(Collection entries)

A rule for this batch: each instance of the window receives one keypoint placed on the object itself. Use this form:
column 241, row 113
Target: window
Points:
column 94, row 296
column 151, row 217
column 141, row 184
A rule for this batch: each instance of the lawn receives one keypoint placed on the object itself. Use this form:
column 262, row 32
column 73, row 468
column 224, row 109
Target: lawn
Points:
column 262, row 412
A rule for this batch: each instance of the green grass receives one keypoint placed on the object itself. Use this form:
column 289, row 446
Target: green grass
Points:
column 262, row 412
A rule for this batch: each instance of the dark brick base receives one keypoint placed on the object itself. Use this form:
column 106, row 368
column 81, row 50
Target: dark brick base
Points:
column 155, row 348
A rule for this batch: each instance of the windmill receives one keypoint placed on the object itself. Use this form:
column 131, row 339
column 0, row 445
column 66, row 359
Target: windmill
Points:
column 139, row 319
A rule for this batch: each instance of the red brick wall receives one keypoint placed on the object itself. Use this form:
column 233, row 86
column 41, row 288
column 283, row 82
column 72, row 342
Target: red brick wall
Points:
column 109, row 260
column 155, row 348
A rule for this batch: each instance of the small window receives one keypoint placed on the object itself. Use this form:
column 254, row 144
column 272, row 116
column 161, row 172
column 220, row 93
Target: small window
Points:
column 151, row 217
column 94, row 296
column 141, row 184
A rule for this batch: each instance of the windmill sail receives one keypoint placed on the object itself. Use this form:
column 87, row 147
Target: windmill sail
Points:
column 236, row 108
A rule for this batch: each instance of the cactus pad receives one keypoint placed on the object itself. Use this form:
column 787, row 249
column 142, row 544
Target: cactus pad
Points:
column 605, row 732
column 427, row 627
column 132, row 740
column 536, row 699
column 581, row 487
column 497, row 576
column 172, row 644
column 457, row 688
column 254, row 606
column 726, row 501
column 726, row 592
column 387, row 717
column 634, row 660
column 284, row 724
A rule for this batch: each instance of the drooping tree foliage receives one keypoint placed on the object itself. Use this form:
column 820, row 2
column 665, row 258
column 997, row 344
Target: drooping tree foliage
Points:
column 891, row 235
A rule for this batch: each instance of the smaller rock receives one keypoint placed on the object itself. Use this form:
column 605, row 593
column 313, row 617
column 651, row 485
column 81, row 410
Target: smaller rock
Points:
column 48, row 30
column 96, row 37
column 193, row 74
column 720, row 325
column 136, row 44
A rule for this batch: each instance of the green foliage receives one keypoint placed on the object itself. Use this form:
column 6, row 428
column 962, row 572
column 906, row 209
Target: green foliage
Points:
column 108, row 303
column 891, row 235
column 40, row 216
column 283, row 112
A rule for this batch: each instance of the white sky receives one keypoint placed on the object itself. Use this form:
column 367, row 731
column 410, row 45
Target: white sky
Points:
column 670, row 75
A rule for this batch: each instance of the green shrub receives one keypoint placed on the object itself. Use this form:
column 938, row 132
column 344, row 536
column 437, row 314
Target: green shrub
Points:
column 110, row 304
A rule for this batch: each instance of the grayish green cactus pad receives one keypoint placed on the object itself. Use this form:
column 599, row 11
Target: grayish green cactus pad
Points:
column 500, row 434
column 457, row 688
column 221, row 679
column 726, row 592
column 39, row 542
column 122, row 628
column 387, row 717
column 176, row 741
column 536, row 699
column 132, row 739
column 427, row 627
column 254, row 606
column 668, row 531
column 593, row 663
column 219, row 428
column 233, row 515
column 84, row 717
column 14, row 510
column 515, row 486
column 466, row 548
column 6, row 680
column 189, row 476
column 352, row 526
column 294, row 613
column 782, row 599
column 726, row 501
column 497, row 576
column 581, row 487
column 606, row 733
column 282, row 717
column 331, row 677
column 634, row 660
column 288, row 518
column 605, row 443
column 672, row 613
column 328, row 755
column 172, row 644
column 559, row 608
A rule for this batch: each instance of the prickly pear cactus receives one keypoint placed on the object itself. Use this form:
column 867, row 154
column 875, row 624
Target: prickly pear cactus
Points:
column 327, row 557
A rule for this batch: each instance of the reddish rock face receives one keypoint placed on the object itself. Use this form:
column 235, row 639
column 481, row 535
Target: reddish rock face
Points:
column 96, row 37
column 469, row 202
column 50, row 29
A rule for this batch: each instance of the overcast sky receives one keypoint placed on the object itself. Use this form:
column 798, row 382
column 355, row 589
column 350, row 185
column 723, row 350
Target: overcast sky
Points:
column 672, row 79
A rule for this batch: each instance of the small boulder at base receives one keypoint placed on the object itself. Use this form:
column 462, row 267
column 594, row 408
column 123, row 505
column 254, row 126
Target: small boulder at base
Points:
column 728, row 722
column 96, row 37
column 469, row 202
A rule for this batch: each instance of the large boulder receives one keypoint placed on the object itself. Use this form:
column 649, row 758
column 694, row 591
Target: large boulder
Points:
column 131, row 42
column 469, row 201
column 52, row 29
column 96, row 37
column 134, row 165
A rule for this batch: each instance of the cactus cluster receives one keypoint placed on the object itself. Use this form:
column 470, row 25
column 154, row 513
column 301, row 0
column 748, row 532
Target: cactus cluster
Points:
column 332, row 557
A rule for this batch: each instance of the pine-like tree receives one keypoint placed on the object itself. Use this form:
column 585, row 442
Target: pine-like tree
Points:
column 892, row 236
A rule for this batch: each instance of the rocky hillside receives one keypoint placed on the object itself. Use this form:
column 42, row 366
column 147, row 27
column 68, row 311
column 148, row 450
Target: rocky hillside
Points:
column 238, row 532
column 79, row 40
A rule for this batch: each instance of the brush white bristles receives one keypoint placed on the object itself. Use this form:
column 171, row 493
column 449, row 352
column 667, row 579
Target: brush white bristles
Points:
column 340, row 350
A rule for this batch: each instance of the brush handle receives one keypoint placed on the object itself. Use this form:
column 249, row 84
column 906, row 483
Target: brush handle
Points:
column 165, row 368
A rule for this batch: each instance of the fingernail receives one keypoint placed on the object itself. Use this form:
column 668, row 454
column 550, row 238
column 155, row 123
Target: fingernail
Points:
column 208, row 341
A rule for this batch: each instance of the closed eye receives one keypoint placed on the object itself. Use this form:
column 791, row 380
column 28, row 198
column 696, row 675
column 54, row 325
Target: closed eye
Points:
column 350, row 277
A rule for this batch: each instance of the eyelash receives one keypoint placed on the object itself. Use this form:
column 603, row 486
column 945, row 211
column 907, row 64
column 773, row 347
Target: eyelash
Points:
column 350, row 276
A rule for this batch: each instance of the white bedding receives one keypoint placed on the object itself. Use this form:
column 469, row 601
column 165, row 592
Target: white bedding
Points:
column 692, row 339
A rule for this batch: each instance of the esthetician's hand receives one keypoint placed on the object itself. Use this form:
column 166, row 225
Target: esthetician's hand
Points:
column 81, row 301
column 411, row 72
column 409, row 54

STATED TASK —
Take the listing above and set it down exactly.

TASK SOLUTION —
A rule for this batch: each instance of the window receives one keypoint placed on the object itself. Use this form:
column 241, row 113
Target: window
Points:
column 94, row 296
column 151, row 217
column 141, row 184
A rule for this batch: each instance of the lawn receives one keypoint placed on the object itself. Use this form:
column 262, row 32
column 73, row 468
column 224, row 109
Target: lawn
Points:
column 262, row 412
A rule for this batch: each instance of the green grass receives one keypoint placed on the object itself. Use this form:
column 289, row 446
Target: green grass
Points:
column 262, row 412
A rule for this batch: each instance of the dark brick base receives one keypoint placed on the object itself. Use this form:
column 106, row 368
column 81, row 50
Target: dark brick base
Points:
column 155, row 348
A rule for this batch: each instance of the windmill receives one keypoint placed on the object itself. Use this form:
column 131, row 339
column 0, row 445
column 66, row 359
Target: windmill
Points:
column 139, row 319
A rule for this batch: each instance of the red brick wall receives one keypoint placed on the object itself. Use this form:
column 233, row 86
column 41, row 288
column 283, row 82
column 72, row 342
Target: red brick wall
Points:
column 109, row 260
column 155, row 348
A rule for this batch: each instance of the small window receives one keypoint placed on the object itself. Use this form:
column 254, row 144
column 272, row 116
column 161, row 172
column 220, row 93
Target: small window
Points:
column 151, row 217
column 94, row 296
column 141, row 184
A rule for this batch: each instance of the windmill sail receives one keypoint placed on the object itself. Use this form:
column 87, row 147
Target: windmill sail
Points:
column 236, row 108
A rule for this batch: each instance of the cactus pad receives one keypoint placed on the object itself. Use this form:
column 787, row 249
column 142, row 544
Target: cactus pad
Points:
column 605, row 732
column 427, row 627
column 132, row 740
column 536, row 699
column 581, row 487
column 497, row 576
column 172, row 644
column 457, row 688
column 254, row 606
column 726, row 501
column 726, row 592
column 387, row 717
column 634, row 660
column 284, row 724
A rule for this batch: each instance of the drooping tree foliage receives one keypoint placed on the object itself. Use this form:
column 820, row 2
column 665, row 258
column 997, row 344
Target: drooping tree foliage
Points:
column 891, row 235
A rule for this batch: each instance of the smaller rock receives one keypoint placed on the object itself. Use this form:
column 605, row 593
column 313, row 617
column 651, row 485
column 81, row 410
Target: smaller rock
Points:
column 48, row 30
column 96, row 37
column 193, row 74
column 720, row 325
column 136, row 44
A rule for this batch: each instance of the green foliage receives one keypoint placed on the object itself. Use this form:
column 6, row 428
column 962, row 572
column 906, row 209
Target: green foliage
Points:
column 108, row 303
column 891, row 235
column 40, row 216
column 283, row 112
A rule for this batch: each instance of the white sky receives one keypoint placed on the object itself. Use this form:
column 367, row 731
column 410, row 45
Target: white sky
Points:
column 670, row 75
A rule for this batch: each instance of the green shrub receives one keypoint placed on the object itself. Use this form:
column 938, row 132
column 344, row 536
column 437, row 314
Target: green shrub
Points:
column 110, row 304
A rule for this batch: each instance of the grayish green cactus pad receives one keypoint placed on the object itself. Use this form:
column 599, row 11
Target: grayish green cactus pad
Points:
column 500, row 434
column 457, row 688
column 221, row 679
column 726, row 592
column 39, row 542
column 122, row 628
column 387, row 717
column 176, row 741
column 536, row 699
column 132, row 739
column 427, row 627
column 254, row 606
column 668, row 531
column 593, row 663
column 219, row 428
column 233, row 515
column 84, row 717
column 14, row 510
column 515, row 486
column 466, row 548
column 6, row 680
column 189, row 476
column 352, row 526
column 294, row 613
column 782, row 599
column 726, row 501
column 497, row 576
column 581, row 487
column 606, row 733
column 282, row 717
column 331, row 677
column 634, row 660
column 288, row 518
column 605, row 443
column 672, row 613
column 328, row 755
column 172, row 644
column 559, row 608
A rule for this batch: each instance of the prickly pear cactus receives one keypoint placed on the object itself. Use this form:
column 867, row 154
column 875, row 624
Target: prickly pear cactus
Points:
column 327, row 557
A rule for this batch: each instance of the reddish rock face receives one keypoint placed on the object itself. Use this form:
column 235, row 639
column 481, row 535
Target: reddish rock face
Points:
column 96, row 37
column 469, row 202
column 50, row 29
A rule for this batch: each instance of the overcast sky receives one keypoint placed on the object itself. Use this form:
column 798, row 382
column 355, row 589
column 350, row 185
column 723, row 350
Target: overcast sky
Points:
column 672, row 79
A rule for this batch: each instance of the small boulder at base receives one keypoint placed on the object itself. Use this form:
column 462, row 267
column 594, row 408
column 123, row 505
column 254, row 126
Target: small boulder at base
Points:
column 728, row 722
column 96, row 37
column 469, row 202
A rule for this batch: each instance of the large boulder receives one keypoint placed on the object itself. Use this form:
column 649, row 758
column 694, row 591
Target: large boulder
Points:
column 131, row 42
column 469, row 201
column 52, row 29
column 96, row 37
column 134, row 165
A rule for this batch: each instance of the cactus cluster receives one keypoint placed on the object itself. Use this form:
column 470, row 25
column 154, row 513
column 301, row 0
column 748, row 532
Target: cactus cluster
Points:
column 332, row 557
A rule for this batch: each instance of the pine-like tree receives one keypoint placed on the object itself. Use this form:
column 585, row 442
Target: pine-like tree
Points:
column 892, row 236
A rule for this batch: each instance of the rocky hillside receives one keypoint placed on the object itself. Use this form:
column 42, row 366
column 147, row 27
column 68, row 311
column 148, row 450
Target: rocky hillside
Points:
column 238, row 532
column 79, row 40
A rule for this batch: each instance of the brush white bristles receives one keypoint placed on the object itself. Use this form:
column 171, row 493
column 449, row 352
column 667, row 579
Target: brush white bristles
Points:
column 340, row 350
A rule for this batch: each instance of the brush handle receives one keypoint placed on the object itself. Use this form:
column 249, row 84
column 906, row 483
Target: brush handle
Points:
column 165, row 368
A rule for this batch: each instance of the fingernail receives one keypoint placed on the object itself. Use this form:
column 668, row 454
column 550, row 238
column 155, row 123
Target: fingernail
Points:
column 208, row 341
A rule for this batch: each instance of the closed eye receives one keypoint placed on the object itself. Use this form:
column 791, row 380
column 28, row 198
column 696, row 675
column 54, row 325
Target: closed eye
Points:
column 350, row 277
A rule for this batch: each instance of the eyelash receives one keypoint placed on the object itself. Use this form:
column 603, row 486
column 945, row 211
column 907, row 64
column 773, row 347
Target: eyelash
Points:
column 350, row 276
A rule for this batch: each instance of the white bedding receives one keypoint placed on the object itself. Use this form:
column 469, row 601
column 165, row 592
Target: white bedding
Points:
column 692, row 339
A rule for this batch: each instance of the esthetician's hand receives one keypoint placed on the object itself. Use this form:
column 166, row 225
Target: esthetician's hand
Points:
column 81, row 301
column 411, row 72
column 409, row 54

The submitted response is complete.